§ Text for analysis:
■ ■ ■

Increasingly, it is the fast-growing and high-saving Asian nations and the cash-rich oil producers of the Middle East (plus Russia) who have had to come to the financial rescue of Western financial institutions, with the process accelerating in recent days. Massive Japanese stakes in American banks like Morgan Stanley, for example, and Chinese stakes in British banks (Barclays) are vivid demonstrations of this.
Second, power has not only slipped away from Western governments to the East and other capitals such as Delhi, Beijing, Moscow and Tokyo; it has trickled away from governments generally as the fantastic dispersal of information and knowledge has empowered billions of logged-on personal computers users and mobile telephone owners, thus creating a new worldwide network of influence and power outside any national government's control.
This is a centrifugal power that can be concerted, organized and directed for good or for evil, as the tragedy of 9/11 showed. It is not a question of new empires arising as old ones fall, as it would have been in 19th- or 20th-century terms.
There is no new "Rome" to displace Washington's dominion. Instead, the microchip has given birth to a complete asymmetry of force, command, authority and economic muscle. The smallest group or cell under control of no one state or government can now become coordinated, weaponized and empowered to challenge the mightiest traditional military force.
To its amazement, America's leadership has discovered that its titanic defense spending, missile arsenal and 13 carrier fleets cannot maintain its influence and ensure it gets its way. Although size and weight have increased, vulnerability has not diminished. Flabby international obesity has replaced giant global weight. Pax Britannica came and went, and now Pax Americana has truly gone as well.
That this has been happening for a while was obvious to many outside Western government and ruling circles. The piling up of public debt, the weakness of the dollar and the huge accumulation of gold and dollar reserves in Asian central banks were all clear signs that the world had changed radically.
Now the shock waves have truly broken the illusion and the situation is plain for all to see. Wall Street no longer rules. The very American technological knowhow and genius that gave the U.S. its predominance has been used to bring about its downfall, with endless computerized machinations turning prudent banking and money management into a toxic nightmare of complex uncertainty.
There is a school of optimistic thought that this means power has been handed to a new united Europe, with its more socialistic inclinations in contrast to raw American capitalism. But this vision, too, is flawed. To be sure there have been some strange role reversals within the European circle, with Spanish interests now taking over most of British home finance (did the Spanish Armada win after all?), and the East and Central European countries, once so backward, now show more spark and dynamism than struggling France or Britain.
But the big money, and the big influence, have moved eastward, away from the Atlantic sphere altogether. It is a measure of the upside-down state of affairs that the country best insulated against the financial contagion is Iraq — simply because it is still basically a cash economy and its banking sector remains unreconstructed and primitive.
Can the Western nations and their policymakers now adjust to this grand bouleversement? Can they trim their extravagance and indebtedness, restore financial prudence, and behave as humble and respectful partners rather than as haughty rulers within the global network?
To do so will require not a return to socialism, as some have called for, but an advance to realism — to the realization that the global financial system is no longer a Western monopoly to which the world must dance in obedience.
To understand that will be the beginning of wisdom, providing the best chance for the painful and slow return to balance and stability worldwide.

■ ■ ■

§ Supplied records:
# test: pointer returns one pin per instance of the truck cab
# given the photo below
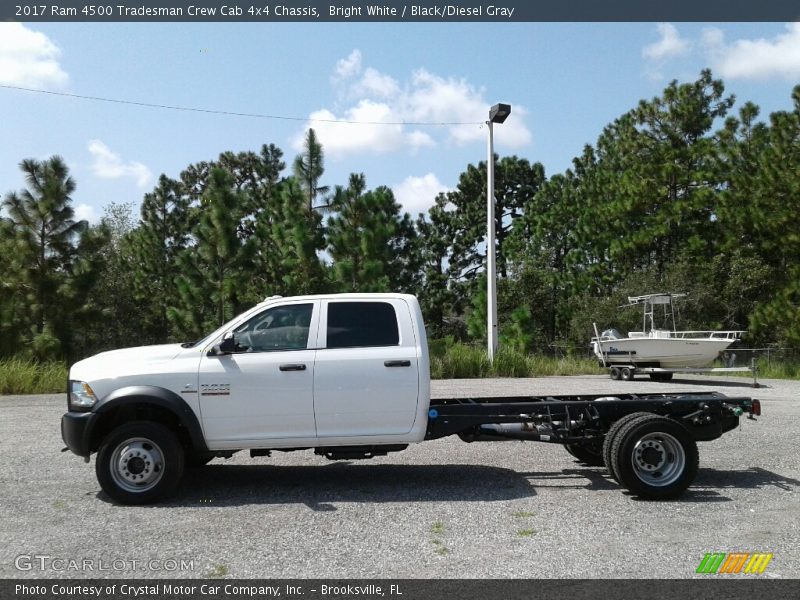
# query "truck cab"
(323, 371)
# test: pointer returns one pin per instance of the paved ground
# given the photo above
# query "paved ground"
(439, 509)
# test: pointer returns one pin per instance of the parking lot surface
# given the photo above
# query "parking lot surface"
(441, 509)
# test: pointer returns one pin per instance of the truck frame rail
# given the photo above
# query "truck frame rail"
(581, 418)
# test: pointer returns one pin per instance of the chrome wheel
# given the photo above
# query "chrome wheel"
(137, 465)
(658, 459)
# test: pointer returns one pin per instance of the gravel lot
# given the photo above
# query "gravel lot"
(439, 509)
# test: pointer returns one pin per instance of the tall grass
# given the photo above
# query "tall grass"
(460, 361)
(773, 369)
(20, 376)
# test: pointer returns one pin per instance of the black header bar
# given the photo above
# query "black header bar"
(315, 11)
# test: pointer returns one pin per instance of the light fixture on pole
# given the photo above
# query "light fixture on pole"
(497, 114)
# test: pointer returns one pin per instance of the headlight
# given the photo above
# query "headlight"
(81, 396)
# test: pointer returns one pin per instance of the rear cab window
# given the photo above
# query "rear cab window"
(362, 325)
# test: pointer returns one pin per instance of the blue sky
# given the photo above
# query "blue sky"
(564, 81)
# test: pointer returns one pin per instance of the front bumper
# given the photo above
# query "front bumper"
(76, 431)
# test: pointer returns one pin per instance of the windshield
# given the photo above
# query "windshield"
(216, 332)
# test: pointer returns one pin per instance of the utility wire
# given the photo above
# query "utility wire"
(231, 113)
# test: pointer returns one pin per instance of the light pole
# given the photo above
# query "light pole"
(497, 114)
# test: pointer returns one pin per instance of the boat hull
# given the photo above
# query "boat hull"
(666, 353)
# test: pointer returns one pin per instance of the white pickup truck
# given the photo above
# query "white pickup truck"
(348, 375)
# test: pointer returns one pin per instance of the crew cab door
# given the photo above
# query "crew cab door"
(264, 389)
(366, 379)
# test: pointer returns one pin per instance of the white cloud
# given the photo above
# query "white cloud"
(417, 194)
(670, 45)
(340, 138)
(85, 212)
(29, 58)
(109, 165)
(367, 95)
(755, 59)
(347, 67)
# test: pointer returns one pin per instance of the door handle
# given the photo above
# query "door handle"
(397, 363)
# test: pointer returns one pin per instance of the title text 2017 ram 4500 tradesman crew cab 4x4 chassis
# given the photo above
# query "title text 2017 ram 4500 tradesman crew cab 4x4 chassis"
(348, 375)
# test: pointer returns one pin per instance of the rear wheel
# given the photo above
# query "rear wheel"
(139, 463)
(589, 453)
(613, 432)
(655, 457)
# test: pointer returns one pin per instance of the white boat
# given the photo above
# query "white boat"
(660, 347)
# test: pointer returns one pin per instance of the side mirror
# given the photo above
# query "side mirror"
(226, 346)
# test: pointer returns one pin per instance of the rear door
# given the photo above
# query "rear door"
(366, 376)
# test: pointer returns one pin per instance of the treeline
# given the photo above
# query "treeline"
(677, 194)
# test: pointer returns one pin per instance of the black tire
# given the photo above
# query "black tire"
(139, 463)
(611, 436)
(195, 460)
(655, 457)
(590, 453)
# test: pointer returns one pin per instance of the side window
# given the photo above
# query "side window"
(278, 328)
(362, 324)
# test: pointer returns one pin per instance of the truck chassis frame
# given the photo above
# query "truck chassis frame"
(648, 442)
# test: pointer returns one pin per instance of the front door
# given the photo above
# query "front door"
(264, 390)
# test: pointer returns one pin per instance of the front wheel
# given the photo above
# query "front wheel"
(655, 457)
(139, 463)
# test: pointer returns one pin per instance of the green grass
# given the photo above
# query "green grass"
(19, 376)
(460, 361)
(775, 369)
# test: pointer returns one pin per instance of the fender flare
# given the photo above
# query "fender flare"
(157, 396)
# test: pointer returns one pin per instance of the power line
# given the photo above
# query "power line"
(232, 113)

■ ■ ■

Repeat the passage on the eastward shift of financial power word for word from "Second, power has" to "national government's control.". The records are unrelated to the passage on the eastward shift of financial power and come from a different source.

Second, power has not only slipped away from Western governments to the East and other capitals such as Delhi, Beijing, Moscow and Tokyo; it has trickled away from governments generally as the fantastic dispersal of information and knowledge has empowered billions of logged-on personal computers users and mobile telephone owners, thus creating a new worldwide network of influence and power outside any national government's control.